**Task requirements**: Copies of all lines that contain "building" are needed; take them from the data below.
::::::::::
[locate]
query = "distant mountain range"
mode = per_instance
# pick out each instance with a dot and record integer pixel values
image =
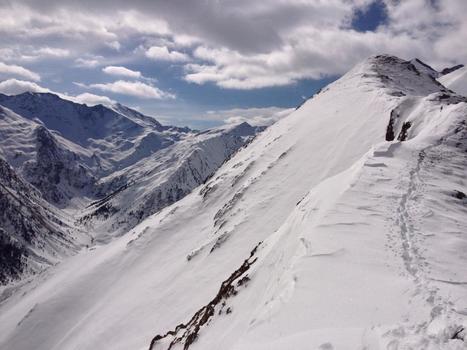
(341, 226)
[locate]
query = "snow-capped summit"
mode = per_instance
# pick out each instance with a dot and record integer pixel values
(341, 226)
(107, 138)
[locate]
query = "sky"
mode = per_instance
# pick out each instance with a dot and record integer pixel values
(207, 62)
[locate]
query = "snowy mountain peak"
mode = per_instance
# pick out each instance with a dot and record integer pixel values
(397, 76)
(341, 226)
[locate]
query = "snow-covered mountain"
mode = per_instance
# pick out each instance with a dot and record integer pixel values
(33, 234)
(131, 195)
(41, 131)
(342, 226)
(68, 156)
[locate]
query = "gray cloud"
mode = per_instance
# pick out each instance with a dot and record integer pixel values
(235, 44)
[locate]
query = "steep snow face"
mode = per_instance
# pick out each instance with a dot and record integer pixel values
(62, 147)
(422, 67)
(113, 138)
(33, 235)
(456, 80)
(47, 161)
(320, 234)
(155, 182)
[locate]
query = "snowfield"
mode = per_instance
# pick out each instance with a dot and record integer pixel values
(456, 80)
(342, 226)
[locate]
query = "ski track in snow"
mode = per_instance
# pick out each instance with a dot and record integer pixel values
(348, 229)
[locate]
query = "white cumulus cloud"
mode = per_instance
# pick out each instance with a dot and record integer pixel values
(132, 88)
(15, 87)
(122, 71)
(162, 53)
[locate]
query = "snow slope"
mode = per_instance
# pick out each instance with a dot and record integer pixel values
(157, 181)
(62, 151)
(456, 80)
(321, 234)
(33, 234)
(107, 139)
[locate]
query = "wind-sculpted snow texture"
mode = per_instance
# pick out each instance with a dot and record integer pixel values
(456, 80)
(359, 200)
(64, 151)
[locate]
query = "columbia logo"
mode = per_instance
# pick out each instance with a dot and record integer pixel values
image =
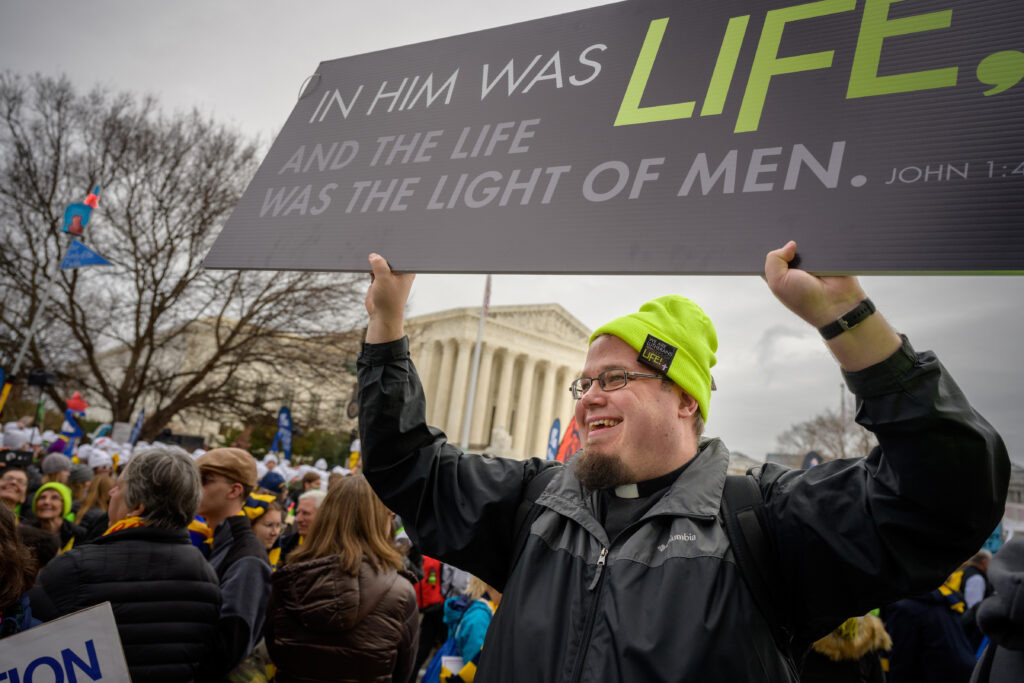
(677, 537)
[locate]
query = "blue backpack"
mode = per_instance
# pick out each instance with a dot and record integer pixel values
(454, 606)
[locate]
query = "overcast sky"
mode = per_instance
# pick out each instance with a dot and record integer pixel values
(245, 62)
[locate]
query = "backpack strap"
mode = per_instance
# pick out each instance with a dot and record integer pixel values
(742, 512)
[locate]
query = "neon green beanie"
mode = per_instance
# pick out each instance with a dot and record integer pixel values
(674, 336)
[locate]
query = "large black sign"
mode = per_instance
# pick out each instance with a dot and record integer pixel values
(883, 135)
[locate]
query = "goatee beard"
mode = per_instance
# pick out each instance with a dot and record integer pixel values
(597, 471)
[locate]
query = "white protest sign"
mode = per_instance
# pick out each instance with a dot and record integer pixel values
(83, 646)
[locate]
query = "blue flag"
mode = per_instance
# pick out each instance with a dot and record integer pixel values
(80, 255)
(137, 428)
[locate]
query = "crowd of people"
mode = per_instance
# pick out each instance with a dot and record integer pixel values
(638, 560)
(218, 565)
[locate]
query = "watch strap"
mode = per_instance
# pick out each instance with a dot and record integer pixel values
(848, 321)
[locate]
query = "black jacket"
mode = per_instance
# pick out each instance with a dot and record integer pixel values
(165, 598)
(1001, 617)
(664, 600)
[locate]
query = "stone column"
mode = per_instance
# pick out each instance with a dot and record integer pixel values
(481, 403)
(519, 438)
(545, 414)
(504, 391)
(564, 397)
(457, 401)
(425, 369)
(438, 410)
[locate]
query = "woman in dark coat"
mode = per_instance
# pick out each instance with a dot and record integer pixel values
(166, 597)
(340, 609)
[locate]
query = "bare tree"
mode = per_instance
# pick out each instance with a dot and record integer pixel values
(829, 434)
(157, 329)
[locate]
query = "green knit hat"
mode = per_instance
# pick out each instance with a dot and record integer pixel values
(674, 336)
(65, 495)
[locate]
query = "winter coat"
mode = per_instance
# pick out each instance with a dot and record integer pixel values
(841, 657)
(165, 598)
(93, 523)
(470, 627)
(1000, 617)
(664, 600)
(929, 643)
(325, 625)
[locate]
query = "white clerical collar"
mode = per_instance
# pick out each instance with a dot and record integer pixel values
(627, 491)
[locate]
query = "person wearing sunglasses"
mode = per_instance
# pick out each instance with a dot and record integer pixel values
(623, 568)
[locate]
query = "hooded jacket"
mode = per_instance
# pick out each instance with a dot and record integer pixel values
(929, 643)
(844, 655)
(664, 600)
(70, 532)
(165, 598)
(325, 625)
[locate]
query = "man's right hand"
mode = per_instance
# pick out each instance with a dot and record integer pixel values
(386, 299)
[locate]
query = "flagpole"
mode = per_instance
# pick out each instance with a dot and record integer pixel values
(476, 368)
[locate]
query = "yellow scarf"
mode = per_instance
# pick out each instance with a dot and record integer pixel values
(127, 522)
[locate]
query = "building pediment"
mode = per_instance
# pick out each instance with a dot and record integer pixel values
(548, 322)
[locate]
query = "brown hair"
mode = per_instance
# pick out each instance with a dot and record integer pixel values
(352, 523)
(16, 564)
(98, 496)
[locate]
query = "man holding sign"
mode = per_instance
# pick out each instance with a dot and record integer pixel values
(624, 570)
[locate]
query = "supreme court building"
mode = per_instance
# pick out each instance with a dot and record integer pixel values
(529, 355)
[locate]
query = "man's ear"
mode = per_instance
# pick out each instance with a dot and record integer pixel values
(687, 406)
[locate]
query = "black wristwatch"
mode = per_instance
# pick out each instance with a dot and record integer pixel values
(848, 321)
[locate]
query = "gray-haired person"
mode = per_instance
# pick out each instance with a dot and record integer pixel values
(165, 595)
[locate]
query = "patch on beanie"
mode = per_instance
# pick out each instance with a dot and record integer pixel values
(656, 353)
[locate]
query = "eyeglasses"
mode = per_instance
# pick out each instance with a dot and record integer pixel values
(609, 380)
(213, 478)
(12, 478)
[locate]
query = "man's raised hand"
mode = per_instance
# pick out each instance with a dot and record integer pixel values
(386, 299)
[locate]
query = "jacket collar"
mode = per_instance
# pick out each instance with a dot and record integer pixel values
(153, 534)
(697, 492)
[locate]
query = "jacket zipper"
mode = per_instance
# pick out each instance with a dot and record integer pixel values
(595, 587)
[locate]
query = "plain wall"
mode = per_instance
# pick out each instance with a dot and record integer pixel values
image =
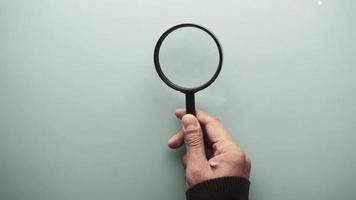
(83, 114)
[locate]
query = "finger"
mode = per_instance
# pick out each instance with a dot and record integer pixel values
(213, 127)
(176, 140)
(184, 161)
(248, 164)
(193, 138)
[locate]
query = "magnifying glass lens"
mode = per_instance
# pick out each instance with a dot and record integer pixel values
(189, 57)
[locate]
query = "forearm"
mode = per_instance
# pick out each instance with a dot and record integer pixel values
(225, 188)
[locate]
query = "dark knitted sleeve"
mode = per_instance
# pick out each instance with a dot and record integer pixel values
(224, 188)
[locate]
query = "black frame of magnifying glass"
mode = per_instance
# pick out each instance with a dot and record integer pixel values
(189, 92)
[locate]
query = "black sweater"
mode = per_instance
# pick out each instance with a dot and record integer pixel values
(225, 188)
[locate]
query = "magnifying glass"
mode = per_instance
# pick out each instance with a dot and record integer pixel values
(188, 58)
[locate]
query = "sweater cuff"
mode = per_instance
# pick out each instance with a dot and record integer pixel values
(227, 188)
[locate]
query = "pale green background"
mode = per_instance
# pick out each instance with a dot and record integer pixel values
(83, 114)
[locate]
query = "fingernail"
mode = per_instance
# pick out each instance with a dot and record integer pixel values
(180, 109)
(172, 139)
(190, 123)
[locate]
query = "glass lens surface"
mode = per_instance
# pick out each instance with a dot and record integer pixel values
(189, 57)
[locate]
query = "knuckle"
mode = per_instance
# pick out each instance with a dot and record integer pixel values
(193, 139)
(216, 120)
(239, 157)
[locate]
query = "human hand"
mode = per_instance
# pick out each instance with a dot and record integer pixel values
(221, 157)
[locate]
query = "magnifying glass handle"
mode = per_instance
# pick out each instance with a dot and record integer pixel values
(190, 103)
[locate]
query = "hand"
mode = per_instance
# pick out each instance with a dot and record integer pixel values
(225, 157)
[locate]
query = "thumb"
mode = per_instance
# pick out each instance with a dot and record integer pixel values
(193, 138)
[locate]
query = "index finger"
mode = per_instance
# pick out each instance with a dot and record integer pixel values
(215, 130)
::::::::::
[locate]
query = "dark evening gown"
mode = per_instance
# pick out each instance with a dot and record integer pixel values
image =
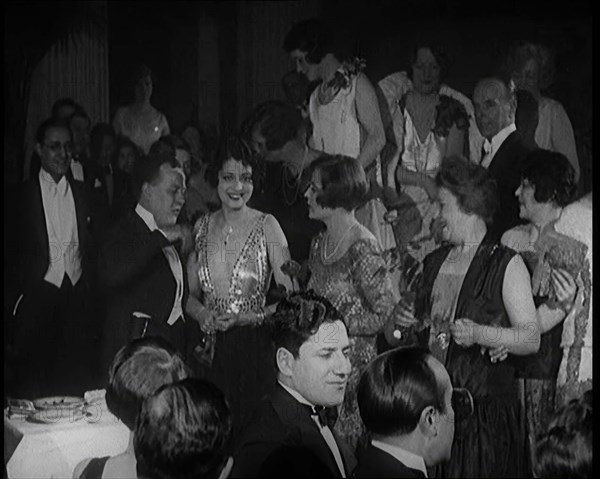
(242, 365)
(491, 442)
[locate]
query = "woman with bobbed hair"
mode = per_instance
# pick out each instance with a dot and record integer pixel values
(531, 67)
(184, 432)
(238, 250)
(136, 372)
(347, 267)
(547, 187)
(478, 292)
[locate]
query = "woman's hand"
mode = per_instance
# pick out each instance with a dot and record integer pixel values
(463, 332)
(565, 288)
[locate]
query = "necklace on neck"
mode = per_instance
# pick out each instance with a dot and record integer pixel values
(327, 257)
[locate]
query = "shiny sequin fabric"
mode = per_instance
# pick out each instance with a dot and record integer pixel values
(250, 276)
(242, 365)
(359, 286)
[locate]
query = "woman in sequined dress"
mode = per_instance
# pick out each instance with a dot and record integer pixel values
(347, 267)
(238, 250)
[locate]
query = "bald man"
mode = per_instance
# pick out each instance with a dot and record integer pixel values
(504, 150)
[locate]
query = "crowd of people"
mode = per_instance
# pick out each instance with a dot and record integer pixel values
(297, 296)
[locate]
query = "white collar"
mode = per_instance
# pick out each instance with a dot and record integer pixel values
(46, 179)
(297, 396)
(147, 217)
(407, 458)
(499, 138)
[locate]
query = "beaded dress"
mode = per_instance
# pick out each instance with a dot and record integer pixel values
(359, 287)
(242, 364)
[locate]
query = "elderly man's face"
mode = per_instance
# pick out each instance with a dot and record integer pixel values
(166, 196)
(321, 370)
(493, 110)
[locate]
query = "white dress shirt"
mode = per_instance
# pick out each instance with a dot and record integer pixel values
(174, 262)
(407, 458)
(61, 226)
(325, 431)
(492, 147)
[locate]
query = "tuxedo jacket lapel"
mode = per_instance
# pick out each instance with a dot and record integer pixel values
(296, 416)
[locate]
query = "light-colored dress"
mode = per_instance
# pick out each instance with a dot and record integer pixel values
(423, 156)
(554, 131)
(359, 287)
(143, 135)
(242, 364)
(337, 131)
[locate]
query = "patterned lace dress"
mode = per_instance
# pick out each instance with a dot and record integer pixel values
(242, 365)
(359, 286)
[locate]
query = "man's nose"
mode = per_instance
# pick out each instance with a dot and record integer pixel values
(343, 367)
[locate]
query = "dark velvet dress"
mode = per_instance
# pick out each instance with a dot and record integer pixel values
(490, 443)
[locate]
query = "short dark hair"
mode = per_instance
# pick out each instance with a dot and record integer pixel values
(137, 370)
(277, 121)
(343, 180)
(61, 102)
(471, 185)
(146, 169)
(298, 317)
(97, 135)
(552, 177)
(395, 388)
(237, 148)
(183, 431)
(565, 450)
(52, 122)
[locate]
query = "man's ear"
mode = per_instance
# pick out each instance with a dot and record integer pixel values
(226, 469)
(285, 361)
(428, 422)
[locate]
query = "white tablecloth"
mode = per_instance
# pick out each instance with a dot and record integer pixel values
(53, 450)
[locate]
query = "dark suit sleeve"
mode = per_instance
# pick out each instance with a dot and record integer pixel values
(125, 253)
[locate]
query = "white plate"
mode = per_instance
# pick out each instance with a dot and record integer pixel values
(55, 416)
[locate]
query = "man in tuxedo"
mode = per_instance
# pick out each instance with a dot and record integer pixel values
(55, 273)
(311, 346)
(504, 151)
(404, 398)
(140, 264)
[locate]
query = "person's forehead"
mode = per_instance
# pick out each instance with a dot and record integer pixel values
::::::::::
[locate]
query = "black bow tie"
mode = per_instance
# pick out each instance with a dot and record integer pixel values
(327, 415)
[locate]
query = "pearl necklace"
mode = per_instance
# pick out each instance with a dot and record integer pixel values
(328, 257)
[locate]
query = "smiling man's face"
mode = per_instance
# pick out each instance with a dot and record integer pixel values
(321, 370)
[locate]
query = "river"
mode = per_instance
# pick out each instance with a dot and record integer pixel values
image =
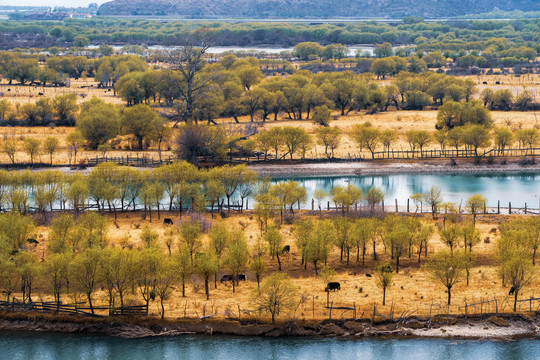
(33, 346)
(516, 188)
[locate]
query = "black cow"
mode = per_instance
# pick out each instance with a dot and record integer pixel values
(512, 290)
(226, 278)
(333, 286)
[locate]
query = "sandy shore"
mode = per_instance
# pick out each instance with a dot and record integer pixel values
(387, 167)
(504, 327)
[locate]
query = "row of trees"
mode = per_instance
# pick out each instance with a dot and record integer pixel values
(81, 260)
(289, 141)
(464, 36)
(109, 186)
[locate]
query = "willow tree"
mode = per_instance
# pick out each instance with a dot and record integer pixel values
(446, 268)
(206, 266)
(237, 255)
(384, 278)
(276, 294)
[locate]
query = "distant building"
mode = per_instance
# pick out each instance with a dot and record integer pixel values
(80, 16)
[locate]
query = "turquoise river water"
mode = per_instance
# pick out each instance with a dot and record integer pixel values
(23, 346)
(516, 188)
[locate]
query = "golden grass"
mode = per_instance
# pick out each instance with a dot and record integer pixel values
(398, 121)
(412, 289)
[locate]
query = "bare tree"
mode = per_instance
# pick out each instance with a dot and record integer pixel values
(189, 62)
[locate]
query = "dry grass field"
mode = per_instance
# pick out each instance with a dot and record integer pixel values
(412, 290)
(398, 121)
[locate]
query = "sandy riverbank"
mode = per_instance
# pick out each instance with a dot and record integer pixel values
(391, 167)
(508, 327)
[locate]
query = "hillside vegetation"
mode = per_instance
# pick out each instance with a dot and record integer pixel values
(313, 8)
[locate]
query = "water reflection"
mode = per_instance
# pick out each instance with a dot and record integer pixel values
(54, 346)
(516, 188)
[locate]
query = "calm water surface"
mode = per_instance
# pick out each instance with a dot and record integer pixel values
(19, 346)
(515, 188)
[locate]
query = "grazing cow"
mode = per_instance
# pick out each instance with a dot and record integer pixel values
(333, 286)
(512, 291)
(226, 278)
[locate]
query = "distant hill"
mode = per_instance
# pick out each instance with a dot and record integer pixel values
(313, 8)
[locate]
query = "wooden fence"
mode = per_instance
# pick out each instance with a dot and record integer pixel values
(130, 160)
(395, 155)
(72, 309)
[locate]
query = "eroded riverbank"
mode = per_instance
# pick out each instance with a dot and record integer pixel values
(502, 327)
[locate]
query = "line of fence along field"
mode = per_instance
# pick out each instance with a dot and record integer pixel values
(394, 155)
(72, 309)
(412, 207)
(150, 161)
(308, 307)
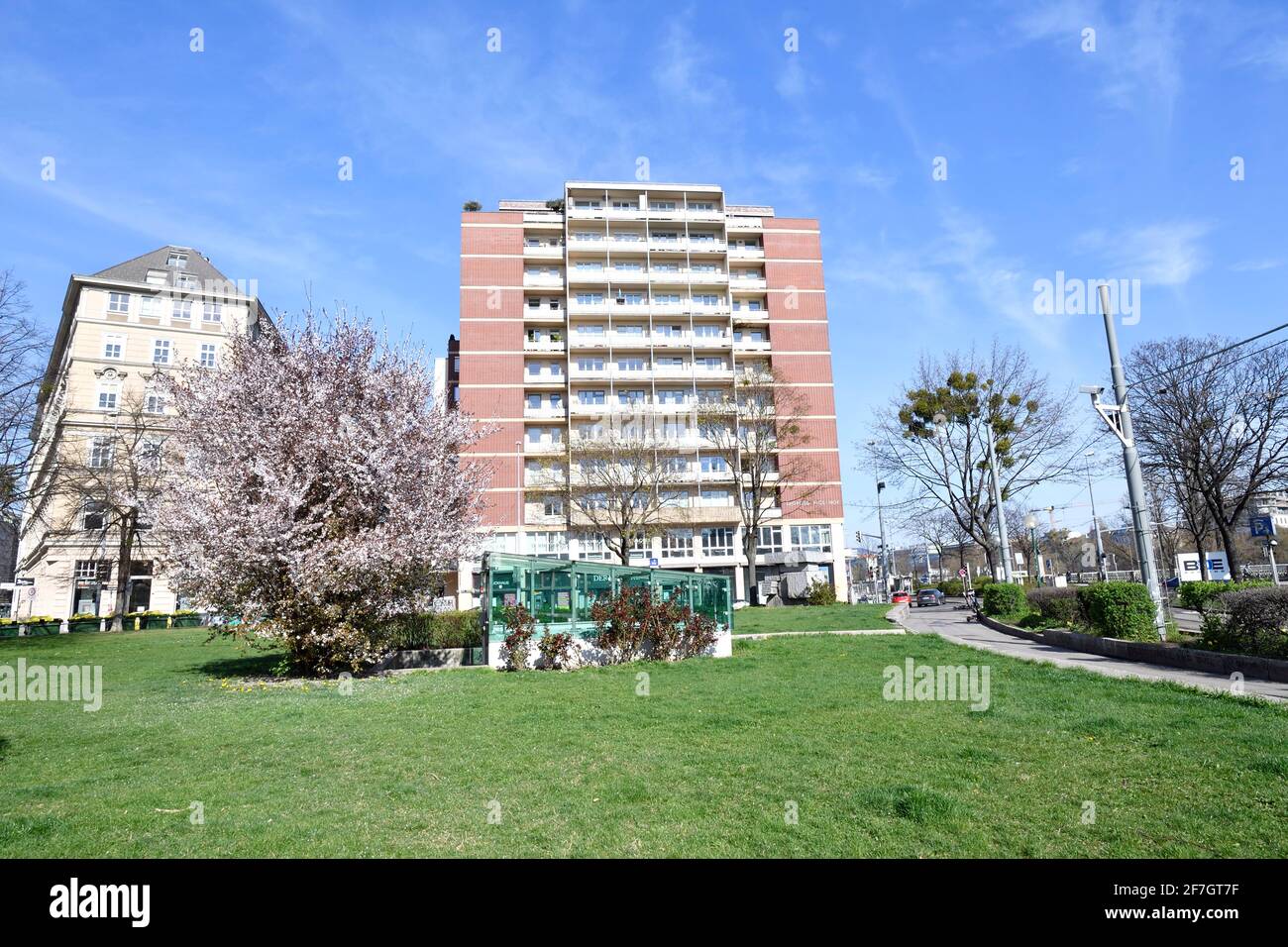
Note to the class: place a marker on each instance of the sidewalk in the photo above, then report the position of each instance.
::::::::::
**Exercise solution**:
query = "building pediment"
query = "supreme court building"
query = "distant building"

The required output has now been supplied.